--- BEGIN TEXT EXCERPT ---

Chasing Best Practices

At work we’re pushing the idea of Honest Practices over Best Practices. Honest Practices are stories and analysis that include both successes and failures—the latter being something nonprofits often omit (or reframe). Our focus on developing Honest Practices stems from frustration with the meaninglessness of many “Best Practices” that are out there. From Wikipedia:

A Best practice is a technique, method, process, activity, incentive or reward that is believed to be more effective at delivering a particular outcome than any other technique, method, process, etc. The idea is that with proper processes, checks, and testing, a desired outcome can be delivered with fewer problems and unforeseen complications. Best practices can also be defined as the most efficient (least amount of effort) and effective (best results) way of accomplishing a task, based on repeatable procedures that have proven themselves over time for large numbers of people.

Despite the need to improve on processes as times change and things evolve, best-practice is considered by some as a business buzzword used to describe the process of developing and following a standard way of doing things that multiple organizations can use for management, policy, and especially software systems.

As the term has become more popular, some organizations have begun using the term “best practices” to refer to what are in fact merely ‘rules’, causing a linguistic drift in which a new term such as “good ideas” is needed to refer to what would previously have been called “best practices.”

I really want to toss {{Citation Needed}} after the suggestion that “good ideas” is a suitable replacement for what was formerly known as Best Practices. But that would be too Honest.


Nonprofit Budgeting Scenario

While cleaning up some files, I came across this awesome scenario I wrote for our AmeriCorps*VISTA orientation last summer. I wrote it to give our new service members an idea of what it’s like to enter a small community nonprofit organization in contemporary times: under-staffed, under-resourced, broadly missioned, lacking in a comprehensive strategic plan. Most importantly, the nonprofit in this scenario lacks a well-prepared board… which is the role you play in this scenario.

I pasted the text of the  scenario below, though you can download the whole thing along with the budget worksheet in a word document(.doc).

Nonprofit Board of Directors Roleplay:

Rural Food Services

Mission: “SERVING the needs of Spring County

Summary:

You and your table make up the Board of Directors of a small nonprofit organization: a rural food-bank that also houses a community radio station. As the Board of Directors, you are responsible for setting overall strategy: balancing the health of the organization with the needs of the community. Every year you create an Annual Budget that provides the Executive Director with the expected income and expenses she is to manage. Unfortunately, you were just informed by your primary funder, a Private Foundation, that due to the current economic climate, all funding will be cut by 50%.

--- END TEXT EXCERPT ---
--- BEGIN DATA SUPPLIED ---

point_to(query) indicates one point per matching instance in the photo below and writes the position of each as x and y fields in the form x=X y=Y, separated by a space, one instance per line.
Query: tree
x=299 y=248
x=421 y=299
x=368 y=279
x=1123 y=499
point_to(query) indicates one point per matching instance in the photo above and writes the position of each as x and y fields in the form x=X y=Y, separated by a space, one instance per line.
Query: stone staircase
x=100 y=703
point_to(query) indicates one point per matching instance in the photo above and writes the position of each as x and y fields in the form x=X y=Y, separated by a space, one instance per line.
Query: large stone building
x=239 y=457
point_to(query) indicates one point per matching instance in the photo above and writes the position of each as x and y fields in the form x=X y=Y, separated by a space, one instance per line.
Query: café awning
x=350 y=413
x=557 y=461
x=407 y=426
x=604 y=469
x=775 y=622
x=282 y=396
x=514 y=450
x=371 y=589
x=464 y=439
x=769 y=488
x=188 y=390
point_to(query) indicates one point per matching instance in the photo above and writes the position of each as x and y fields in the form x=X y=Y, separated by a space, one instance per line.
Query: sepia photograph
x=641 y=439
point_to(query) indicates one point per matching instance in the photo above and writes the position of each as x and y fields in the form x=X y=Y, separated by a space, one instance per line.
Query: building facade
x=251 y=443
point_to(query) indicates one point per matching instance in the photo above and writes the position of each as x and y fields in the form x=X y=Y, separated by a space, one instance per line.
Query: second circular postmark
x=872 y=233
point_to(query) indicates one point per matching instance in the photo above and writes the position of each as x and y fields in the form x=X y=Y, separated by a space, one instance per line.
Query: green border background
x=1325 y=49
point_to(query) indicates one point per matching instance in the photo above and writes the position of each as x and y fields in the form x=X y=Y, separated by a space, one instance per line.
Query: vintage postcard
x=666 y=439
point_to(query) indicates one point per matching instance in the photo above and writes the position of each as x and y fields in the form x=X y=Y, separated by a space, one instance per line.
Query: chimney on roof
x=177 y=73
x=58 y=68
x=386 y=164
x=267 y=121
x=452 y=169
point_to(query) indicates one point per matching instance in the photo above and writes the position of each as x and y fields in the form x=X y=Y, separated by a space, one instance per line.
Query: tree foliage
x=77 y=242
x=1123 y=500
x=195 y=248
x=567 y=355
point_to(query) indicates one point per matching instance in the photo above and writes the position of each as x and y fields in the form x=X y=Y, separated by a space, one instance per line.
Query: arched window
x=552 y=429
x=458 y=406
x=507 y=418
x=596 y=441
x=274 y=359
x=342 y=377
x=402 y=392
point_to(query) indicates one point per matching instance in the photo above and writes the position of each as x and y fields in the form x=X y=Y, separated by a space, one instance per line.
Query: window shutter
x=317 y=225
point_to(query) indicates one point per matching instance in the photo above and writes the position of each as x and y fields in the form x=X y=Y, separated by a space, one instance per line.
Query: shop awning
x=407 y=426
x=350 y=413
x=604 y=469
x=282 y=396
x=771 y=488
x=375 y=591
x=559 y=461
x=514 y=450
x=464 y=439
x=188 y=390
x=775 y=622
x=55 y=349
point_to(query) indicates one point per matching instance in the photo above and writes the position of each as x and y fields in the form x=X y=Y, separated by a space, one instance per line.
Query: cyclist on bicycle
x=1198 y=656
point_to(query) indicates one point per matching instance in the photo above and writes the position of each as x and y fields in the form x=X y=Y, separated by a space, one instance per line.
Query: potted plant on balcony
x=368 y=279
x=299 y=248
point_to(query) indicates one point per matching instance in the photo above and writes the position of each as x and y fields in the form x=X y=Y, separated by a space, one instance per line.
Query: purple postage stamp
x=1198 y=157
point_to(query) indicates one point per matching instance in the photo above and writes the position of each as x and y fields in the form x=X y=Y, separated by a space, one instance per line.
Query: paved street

--- END DATA SUPPLIED ---

WHAT THIS EXERCISE ASKS:
**1.** Switch "toss" to "insert" in the excerpt, and write out the passage that begins at the words "I really want" and stops after "be too Honest.".
**2.** Resume the excerpt after its last sentence.

PER-TASK OUTPUTS:
**1.**
I really want to insert {{Citation Needed}} after the suggestion that “good ideas” is a suitable replacement for what was formerly known as Best Practices. But that would be too Honest.

**2.**
Using the following information about the organization and the community—and your own experiences and imagination—together design an Annual Budget that balances expenses with the newly reduced income. There is no “right” answer.

You have been provided with a Budget Worksheet to help you understand the current expenses and plan your cuts. Do not sweat the math so much as what your overall cost-cutting strategy is.

Be creative, but remember that this is a very common scenario that nonprofit organizations find themselves in.

At the end of this activity, your group will be asked to briefly share your budget with the room. While you do not need to go line by line, you should summarize your overall strategy for the budget, where you had to make major cuts, and the impact you expect those cuts to have upon the organization, its services and the community.

Background:

Your organization, Rural Food Services is the only Food Bank in rural Spring County. Covering 1,200 square-miles, Spring County has a population of 40,000 , an average age of 42, and a median income of $22,500. Light commercial (call centers) and light manufacturing (automotive and industrial parts) are the primary employers. And a WalMart Supercenter.

Rural Food Services was founded in the early 1980s to provide free and reduced-cost food and staples to rural Spring County. It is the only Food Bank in Spring County.  20% of residents (8,000 people) in the county receive aid from the Food Bank each year.  The food itself is donated from distributors and the government, but Rural Food Services must pickup and store the food, dispose of rotten or expired food, and comply with licensing and inspection requirements.

In the year 2000, the organization applied for and received a low-power, non-commercial radio license. Since then, KSRV has been broadcasting local news, disaster alerts and community-produced stories from a small studio in a former storage room.  KSRV is the only non-commercial radio station serving Spring County, and the only radio station that consistently covers local issues. All programming is created locally by volunteers, but Rural Food Services must pay for music licensing, antenna-tower rental and equipment maintenance.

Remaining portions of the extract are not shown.